Provide only the number of lines in the listing that contain the string "edge".

________________________________________

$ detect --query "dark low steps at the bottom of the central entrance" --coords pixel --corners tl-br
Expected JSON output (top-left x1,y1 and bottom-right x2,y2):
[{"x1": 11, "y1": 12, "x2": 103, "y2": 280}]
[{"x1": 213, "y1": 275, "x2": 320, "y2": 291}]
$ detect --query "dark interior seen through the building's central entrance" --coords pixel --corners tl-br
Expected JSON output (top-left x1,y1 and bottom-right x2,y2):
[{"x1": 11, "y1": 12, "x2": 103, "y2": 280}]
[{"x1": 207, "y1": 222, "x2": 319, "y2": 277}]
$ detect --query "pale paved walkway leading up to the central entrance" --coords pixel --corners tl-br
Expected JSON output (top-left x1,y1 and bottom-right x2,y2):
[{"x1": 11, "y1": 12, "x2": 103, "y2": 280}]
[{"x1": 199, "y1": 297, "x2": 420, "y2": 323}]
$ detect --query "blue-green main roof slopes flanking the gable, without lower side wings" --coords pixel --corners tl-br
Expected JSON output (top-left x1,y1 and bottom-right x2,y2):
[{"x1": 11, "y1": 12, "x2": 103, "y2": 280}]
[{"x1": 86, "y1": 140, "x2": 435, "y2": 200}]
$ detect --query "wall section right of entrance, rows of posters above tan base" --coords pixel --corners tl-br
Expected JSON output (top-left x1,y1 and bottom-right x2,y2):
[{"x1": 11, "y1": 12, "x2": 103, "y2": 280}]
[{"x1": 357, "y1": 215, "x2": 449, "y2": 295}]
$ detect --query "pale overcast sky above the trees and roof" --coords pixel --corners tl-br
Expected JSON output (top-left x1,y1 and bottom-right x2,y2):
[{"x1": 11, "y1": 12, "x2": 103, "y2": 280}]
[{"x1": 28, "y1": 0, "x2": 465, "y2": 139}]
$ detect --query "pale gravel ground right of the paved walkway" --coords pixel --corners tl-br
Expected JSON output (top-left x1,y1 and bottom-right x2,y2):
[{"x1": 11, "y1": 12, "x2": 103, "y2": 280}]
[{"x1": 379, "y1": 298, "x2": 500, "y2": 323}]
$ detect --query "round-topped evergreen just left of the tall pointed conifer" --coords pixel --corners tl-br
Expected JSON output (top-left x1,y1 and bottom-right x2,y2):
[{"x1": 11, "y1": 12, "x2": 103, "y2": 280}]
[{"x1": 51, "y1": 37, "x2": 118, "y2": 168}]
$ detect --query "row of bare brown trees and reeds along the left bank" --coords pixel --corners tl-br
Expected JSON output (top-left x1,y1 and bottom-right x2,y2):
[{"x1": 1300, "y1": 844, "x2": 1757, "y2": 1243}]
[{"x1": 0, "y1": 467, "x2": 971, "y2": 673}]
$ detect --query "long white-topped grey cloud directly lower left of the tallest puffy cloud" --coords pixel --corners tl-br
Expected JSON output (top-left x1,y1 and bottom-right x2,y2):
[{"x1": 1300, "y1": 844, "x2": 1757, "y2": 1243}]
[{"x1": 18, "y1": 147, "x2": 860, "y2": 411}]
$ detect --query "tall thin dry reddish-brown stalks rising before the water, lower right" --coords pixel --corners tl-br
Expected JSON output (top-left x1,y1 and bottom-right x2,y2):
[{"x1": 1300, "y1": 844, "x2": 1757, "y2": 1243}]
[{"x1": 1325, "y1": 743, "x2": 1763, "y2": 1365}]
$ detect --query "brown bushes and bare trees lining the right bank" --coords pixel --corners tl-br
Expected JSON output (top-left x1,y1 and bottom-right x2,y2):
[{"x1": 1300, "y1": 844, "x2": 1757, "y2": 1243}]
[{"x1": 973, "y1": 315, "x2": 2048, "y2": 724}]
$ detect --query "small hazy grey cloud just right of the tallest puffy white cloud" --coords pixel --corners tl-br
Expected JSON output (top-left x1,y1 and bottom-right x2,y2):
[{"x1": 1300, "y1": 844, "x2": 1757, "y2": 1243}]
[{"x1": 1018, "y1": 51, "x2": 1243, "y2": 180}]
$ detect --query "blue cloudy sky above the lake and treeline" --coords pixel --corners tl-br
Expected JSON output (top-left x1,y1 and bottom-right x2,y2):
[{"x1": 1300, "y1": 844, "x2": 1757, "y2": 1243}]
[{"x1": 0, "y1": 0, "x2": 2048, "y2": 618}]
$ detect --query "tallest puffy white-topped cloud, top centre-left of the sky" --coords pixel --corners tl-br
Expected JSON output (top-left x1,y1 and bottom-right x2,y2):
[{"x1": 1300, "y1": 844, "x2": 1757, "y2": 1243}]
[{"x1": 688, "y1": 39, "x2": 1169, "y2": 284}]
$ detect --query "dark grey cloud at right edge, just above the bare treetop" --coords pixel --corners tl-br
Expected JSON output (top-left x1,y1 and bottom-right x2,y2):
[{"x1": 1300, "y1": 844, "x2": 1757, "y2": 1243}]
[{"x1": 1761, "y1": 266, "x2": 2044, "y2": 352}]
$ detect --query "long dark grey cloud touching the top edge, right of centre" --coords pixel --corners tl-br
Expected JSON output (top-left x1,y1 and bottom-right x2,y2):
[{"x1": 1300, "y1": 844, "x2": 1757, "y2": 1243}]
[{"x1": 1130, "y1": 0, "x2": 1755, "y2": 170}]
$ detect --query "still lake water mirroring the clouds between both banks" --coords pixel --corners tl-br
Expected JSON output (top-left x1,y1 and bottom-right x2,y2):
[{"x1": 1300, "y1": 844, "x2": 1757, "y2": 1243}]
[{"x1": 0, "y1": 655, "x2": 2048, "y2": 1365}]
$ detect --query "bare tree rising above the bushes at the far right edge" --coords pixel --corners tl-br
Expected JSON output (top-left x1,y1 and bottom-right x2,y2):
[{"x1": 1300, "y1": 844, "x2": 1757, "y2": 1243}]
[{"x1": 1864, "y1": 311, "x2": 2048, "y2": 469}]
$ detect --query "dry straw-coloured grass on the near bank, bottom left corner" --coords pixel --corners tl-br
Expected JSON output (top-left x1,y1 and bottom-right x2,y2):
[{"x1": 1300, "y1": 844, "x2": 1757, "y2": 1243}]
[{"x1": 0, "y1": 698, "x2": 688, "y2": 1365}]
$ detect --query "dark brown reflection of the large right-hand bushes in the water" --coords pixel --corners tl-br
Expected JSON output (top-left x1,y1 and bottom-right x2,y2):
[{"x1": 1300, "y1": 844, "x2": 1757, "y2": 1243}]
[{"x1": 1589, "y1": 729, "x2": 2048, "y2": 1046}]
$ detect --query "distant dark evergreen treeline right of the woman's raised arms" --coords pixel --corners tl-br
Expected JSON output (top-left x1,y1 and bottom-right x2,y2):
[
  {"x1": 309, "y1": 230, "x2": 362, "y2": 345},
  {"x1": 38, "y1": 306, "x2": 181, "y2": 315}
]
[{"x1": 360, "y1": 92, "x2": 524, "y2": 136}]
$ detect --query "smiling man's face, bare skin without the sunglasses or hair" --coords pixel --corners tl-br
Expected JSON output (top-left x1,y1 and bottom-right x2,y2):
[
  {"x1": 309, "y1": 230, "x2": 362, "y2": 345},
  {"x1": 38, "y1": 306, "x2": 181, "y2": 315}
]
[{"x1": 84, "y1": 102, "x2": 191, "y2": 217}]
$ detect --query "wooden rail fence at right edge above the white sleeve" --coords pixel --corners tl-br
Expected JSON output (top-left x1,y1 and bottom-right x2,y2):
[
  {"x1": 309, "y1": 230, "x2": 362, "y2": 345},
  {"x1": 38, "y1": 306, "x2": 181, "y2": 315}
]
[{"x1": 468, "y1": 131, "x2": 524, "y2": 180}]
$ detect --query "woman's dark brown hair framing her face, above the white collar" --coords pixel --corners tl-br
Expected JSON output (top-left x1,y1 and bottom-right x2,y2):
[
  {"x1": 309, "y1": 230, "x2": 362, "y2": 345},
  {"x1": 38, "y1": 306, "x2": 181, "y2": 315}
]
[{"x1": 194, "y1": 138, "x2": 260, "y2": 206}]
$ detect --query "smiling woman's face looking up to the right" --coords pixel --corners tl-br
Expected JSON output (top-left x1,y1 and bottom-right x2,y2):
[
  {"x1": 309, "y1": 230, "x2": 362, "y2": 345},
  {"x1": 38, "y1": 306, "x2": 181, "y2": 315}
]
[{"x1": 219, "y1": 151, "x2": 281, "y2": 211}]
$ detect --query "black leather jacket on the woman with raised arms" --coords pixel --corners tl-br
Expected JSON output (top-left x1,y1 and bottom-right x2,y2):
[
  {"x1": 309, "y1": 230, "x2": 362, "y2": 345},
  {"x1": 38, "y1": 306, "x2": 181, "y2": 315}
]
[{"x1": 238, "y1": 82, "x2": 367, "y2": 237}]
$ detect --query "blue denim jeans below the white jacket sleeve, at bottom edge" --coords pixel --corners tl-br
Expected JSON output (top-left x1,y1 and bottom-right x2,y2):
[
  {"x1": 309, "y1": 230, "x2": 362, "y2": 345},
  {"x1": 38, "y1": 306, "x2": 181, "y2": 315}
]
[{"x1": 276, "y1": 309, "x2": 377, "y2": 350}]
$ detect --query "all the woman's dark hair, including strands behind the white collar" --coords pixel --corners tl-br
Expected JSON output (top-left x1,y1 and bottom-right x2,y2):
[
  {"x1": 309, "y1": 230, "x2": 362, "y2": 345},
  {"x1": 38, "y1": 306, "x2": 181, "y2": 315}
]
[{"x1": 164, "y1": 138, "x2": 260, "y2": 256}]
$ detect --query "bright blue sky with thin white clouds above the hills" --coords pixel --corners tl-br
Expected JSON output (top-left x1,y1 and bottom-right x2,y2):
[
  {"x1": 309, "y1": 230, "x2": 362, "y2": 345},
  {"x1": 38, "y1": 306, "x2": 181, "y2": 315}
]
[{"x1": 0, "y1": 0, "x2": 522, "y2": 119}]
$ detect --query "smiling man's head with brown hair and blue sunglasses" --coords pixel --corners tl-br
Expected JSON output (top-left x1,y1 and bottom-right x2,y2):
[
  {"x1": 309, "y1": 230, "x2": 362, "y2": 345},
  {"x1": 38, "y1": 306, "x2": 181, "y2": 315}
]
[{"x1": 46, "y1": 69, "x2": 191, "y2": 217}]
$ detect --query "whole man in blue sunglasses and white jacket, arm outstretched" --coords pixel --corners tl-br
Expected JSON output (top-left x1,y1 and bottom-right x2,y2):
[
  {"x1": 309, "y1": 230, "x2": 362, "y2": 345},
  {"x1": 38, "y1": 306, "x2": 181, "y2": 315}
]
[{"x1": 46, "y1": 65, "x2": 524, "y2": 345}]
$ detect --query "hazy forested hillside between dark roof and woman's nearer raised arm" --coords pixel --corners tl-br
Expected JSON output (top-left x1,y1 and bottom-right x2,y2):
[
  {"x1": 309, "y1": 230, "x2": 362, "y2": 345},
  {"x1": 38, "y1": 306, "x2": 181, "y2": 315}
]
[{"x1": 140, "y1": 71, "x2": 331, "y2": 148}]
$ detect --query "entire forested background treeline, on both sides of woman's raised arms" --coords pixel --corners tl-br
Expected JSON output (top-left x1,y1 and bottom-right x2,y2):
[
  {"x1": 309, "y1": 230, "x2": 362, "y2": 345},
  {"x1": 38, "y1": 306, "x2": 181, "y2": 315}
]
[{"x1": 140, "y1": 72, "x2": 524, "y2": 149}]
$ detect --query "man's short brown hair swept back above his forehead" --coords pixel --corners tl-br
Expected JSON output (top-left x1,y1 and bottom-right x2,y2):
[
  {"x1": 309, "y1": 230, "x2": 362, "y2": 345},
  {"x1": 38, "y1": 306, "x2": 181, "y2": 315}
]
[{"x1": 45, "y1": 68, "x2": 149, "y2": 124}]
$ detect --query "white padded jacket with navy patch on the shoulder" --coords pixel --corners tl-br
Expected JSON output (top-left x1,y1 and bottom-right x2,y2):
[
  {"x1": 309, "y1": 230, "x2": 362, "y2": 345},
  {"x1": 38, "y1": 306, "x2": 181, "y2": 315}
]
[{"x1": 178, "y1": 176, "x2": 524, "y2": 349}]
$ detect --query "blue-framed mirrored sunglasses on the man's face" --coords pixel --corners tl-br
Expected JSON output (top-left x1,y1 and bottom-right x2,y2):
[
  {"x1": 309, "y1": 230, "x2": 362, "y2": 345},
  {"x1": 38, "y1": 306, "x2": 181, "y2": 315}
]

________________________________________

## RESPONSE BOX
5